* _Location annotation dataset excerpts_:
=====

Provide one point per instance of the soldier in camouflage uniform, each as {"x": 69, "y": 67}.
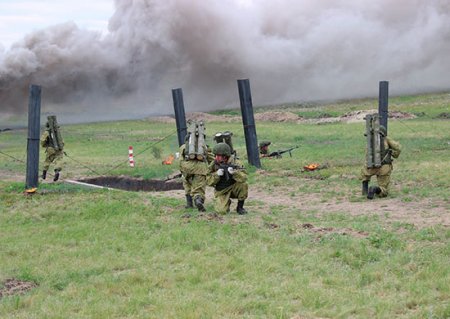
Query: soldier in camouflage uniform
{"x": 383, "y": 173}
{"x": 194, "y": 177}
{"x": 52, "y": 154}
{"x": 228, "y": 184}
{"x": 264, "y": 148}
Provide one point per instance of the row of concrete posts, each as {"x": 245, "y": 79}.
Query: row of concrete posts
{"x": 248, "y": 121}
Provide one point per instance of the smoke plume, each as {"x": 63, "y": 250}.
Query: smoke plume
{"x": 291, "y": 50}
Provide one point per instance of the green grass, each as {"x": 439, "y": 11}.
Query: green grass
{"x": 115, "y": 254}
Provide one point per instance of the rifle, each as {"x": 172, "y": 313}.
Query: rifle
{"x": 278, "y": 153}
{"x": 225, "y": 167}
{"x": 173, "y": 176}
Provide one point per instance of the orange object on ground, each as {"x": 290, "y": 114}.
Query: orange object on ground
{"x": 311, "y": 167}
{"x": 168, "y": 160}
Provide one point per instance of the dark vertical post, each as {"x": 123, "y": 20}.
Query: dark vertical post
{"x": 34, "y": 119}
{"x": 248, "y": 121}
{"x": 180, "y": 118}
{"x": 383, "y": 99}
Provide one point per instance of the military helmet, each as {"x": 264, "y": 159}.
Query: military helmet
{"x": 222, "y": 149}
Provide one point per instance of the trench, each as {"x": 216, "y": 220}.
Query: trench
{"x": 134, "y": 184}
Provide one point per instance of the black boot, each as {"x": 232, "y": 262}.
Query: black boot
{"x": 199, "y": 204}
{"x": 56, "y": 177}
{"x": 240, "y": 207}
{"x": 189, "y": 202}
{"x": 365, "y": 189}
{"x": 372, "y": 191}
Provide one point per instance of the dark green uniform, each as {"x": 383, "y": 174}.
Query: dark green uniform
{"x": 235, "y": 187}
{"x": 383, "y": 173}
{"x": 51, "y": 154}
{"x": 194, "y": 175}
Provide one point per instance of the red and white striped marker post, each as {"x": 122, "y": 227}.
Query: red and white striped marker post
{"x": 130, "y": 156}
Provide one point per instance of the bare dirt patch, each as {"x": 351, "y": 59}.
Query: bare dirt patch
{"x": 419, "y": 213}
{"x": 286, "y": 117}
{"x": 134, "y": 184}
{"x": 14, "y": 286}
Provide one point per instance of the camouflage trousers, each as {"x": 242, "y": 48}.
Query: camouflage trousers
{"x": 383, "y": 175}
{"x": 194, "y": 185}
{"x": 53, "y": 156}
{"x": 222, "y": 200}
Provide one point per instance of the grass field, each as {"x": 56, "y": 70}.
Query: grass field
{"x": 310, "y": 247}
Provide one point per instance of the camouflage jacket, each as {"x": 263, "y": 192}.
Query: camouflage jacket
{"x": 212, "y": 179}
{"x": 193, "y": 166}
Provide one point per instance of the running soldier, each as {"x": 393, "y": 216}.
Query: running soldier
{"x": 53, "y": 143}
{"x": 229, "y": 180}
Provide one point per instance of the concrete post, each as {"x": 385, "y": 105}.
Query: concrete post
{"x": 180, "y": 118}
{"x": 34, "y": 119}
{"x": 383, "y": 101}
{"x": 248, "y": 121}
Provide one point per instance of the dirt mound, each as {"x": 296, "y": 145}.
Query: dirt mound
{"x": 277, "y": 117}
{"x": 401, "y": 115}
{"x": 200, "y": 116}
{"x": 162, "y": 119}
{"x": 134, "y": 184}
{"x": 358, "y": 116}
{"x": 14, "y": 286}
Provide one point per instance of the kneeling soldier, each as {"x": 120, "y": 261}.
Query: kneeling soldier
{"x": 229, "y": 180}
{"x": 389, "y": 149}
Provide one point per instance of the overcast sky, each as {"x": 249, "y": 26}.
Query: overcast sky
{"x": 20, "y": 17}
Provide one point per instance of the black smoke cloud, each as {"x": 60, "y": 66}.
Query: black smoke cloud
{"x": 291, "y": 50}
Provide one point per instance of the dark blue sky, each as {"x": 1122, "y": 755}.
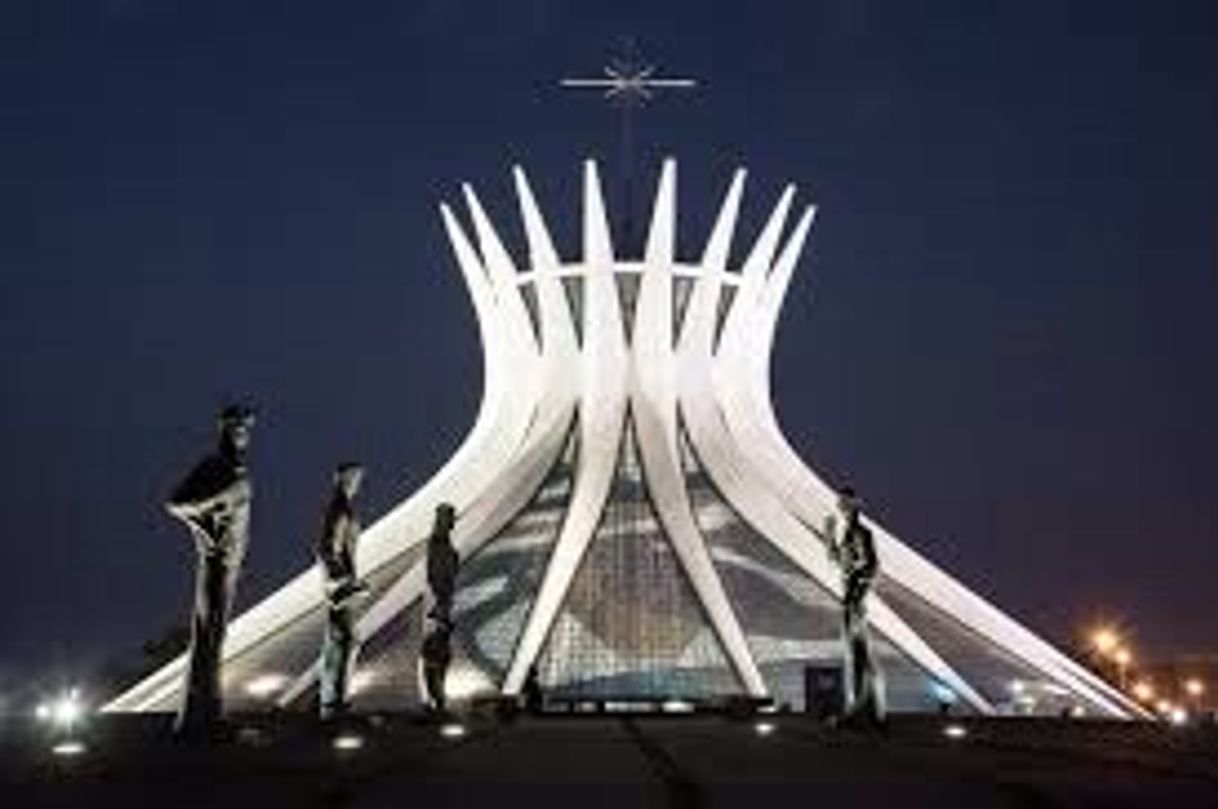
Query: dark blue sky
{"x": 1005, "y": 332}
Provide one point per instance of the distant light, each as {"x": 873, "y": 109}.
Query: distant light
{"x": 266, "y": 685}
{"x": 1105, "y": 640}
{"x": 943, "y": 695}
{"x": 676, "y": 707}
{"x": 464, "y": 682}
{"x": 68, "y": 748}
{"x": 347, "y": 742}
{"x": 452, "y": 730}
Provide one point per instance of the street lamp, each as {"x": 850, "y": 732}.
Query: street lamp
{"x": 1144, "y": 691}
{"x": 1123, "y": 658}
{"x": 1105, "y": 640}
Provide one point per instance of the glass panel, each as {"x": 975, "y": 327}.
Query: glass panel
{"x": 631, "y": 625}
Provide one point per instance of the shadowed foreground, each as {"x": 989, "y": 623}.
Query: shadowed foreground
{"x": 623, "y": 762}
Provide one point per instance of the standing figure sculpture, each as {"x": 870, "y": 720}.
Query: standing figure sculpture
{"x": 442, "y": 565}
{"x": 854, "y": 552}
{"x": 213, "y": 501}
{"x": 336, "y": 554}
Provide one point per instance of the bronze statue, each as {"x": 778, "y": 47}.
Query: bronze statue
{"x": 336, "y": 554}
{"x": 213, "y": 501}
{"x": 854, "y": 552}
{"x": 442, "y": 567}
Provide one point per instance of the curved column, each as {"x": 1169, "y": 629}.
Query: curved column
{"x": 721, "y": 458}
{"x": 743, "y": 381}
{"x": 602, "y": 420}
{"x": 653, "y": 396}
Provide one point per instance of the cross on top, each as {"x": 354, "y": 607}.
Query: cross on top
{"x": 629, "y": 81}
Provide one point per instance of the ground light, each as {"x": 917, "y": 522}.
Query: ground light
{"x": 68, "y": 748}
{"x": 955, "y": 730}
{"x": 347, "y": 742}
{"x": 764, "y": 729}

=====

* _Aim of the task_: Reproduce every line of the material precisely, omitting its pictures.

* _Output below_:
Provide one point per instance of the soldier in camouflage uniform, each as {"x": 69, "y": 67}.
Query: soldier in camouflage uniform
{"x": 383, "y": 173}
{"x": 194, "y": 177}
{"x": 52, "y": 154}
{"x": 228, "y": 184}
{"x": 264, "y": 148}
Provide one point per instance of the row of concrete posts, each as {"x": 245, "y": 79}.
Query: row of concrete posts
{"x": 248, "y": 121}
Provide one point per instance of the smoke plume, each as {"x": 63, "y": 250}.
Query: smoke plume
{"x": 291, "y": 50}
Provide one point per instance of the green grass, each as {"x": 439, "y": 11}.
Query: green grass
{"x": 115, "y": 254}
Provide one point per instance of the rifle, each as {"x": 172, "y": 313}.
Query: rifle
{"x": 278, "y": 153}
{"x": 225, "y": 167}
{"x": 173, "y": 176}
Provide one point per instance of the orange object on ground, each as {"x": 290, "y": 114}.
Query: orange object on ground
{"x": 311, "y": 167}
{"x": 168, "y": 160}
Provide one point per instance of the dark vertical post, each as {"x": 123, "y": 20}.
Query: dark vertical post
{"x": 34, "y": 119}
{"x": 248, "y": 121}
{"x": 180, "y": 118}
{"x": 383, "y": 99}
Provide one point per instance of the military helmet, each as {"x": 264, "y": 159}.
Query: military helmet
{"x": 222, "y": 149}
Provide one point per instance of the trench, each as {"x": 216, "y": 220}.
Query: trench
{"x": 134, "y": 184}
Provide one point per instance of the black boot, each as {"x": 232, "y": 262}.
Query: black boot
{"x": 199, "y": 204}
{"x": 56, "y": 177}
{"x": 240, "y": 207}
{"x": 189, "y": 202}
{"x": 365, "y": 189}
{"x": 372, "y": 191}
Provide one point per instance of the dark green uniform, each as {"x": 383, "y": 174}.
Query: dark green uniform
{"x": 235, "y": 187}
{"x": 383, "y": 173}
{"x": 51, "y": 154}
{"x": 194, "y": 175}
Provide one point per instance of the red and white striped marker post, each as {"x": 122, "y": 227}.
Query: red and white striped marker post
{"x": 130, "y": 156}
Provide one point per instance of the bare dirt patch, each as {"x": 351, "y": 59}.
Query: bare dirt patch
{"x": 419, "y": 213}
{"x": 286, "y": 117}
{"x": 134, "y": 184}
{"x": 14, "y": 286}
Provide one point per instance of the camouflage trousers, each as {"x": 242, "y": 48}.
Query: camouflage trousers
{"x": 383, "y": 175}
{"x": 194, "y": 185}
{"x": 53, "y": 156}
{"x": 222, "y": 200}
Provide one point per instance of the grass field, each as {"x": 56, "y": 70}.
Query: grass field
{"x": 310, "y": 247}
Provide one point per instance of the camouflage jacket, each as {"x": 263, "y": 192}.
Query: camouflage jacket
{"x": 212, "y": 179}
{"x": 193, "y": 166}
Provide one point per instance of the running soldier, each as {"x": 393, "y": 216}.
Query: running soldier
{"x": 53, "y": 143}
{"x": 229, "y": 180}
Provide one point per instance of the concrete post, each as {"x": 385, "y": 105}.
Query: concrete post
{"x": 180, "y": 118}
{"x": 34, "y": 119}
{"x": 383, "y": 101}
{"x": 248, "y": 121}
Provide one point per instance of the dirt mound, each as {"x": 296, "y": 145}.
Query: dirt mound
{"x": 277, "y": 117}
{"x": 401, "y": 115}
{"x": 200, "y": 116}
{"x": 162, "y": 119}
{"x": 134, "y": 184}
{"x": 358, "y": 116}
{"x": 14, "y": 286}
Provide one point per instance of the kneeling soldier, each as {"x": 120, "y": 261}.
Query: kneeling soldier
{"x": 229, "y": 180}
{"x": 389, "y": 149}
Provide one point per instance of the overcast sky, each as {"x": 249, "y": 26}.
Query: overcast sky
{"x": 20, "y": 17}
Provide one point per instance of the black smoke cloud, each as {"x": 60, "y": 66}.
Query: black smoke cloud
{"x": 291, "y": 50}
Provide one point per instance of the dark blue sky, each as {"x": 1122, "y": 755}.
Query: dark blue sky
{"x": 1005, "y": 332}
Provide one point per instance of the distant light, each as {"x": 873, "y": 109}.
Query: distant light
{"x": 266, "y": 685}
{"x": 1105, "y": 640}
{"x": 943, "y": 695}
{"x": 676, "y": 707}
{"x": 464, "y": 682}
{"x": 68, "y": 748}
{"x": 347, "y": 742}
{"x": 452, "y": 730}
Provide one point per instance of the street lamp, each as {"x": 850, "y": 732}.
Query: street lamp
{"x": 1144, "y": 691}
{"x": 1123, "y": 658}
{"x": 1105, "y": 640}
Provide one point per instance of the glass panel, each as {"x": 975, "y": 327}.
Query: glass panel
{"x": 631, "y": 625}
Provide one point per instance of the shadowed foreground, each as {"x": 989, "y": 623}.
Query: shadowed foreground
{"x": 623, "y": 762}
Provide one point per instance of the standing figure sculpture, each as {"x": 870, "y": 720}.
Query: standing figure sculpture
{"x": 442, "y": 565}
{"x": 854, "y": 552}
{"x": 213, "y": 501}
{"x": 336, "y": 554}
Provide one point per instance of the bronze statue, each as {"x": 778, "y": 47}.
Query: bronze statue
{"x": 336, "y": 554}
{"x": 213, "y": 501}
{"x": 854, "y": 552}
{"x": 442, "y": 567}
Provide one point per instance of the curved column, each as {"x": 1169, "y": 629}.
Query: curved column
{"x": 721, "y": 458}
{"x": 743, "y": 381}
{"x": 602, "y": 420}
{"x": 653, "y": 396}
Provide one point per instance of the cross on top, each as {"x": 354, "y": 607}.
Query: cross on top
{"x": 629, "y": 81}
Provide one point per instance of the ground light, each as {"x": 917, "y": 522}.
Query: ground light
{"x": 68, "y": 748}
{"x": 955, "y": 730}
{"x": 347, "y": 742}
{"x": 764, "y": 729}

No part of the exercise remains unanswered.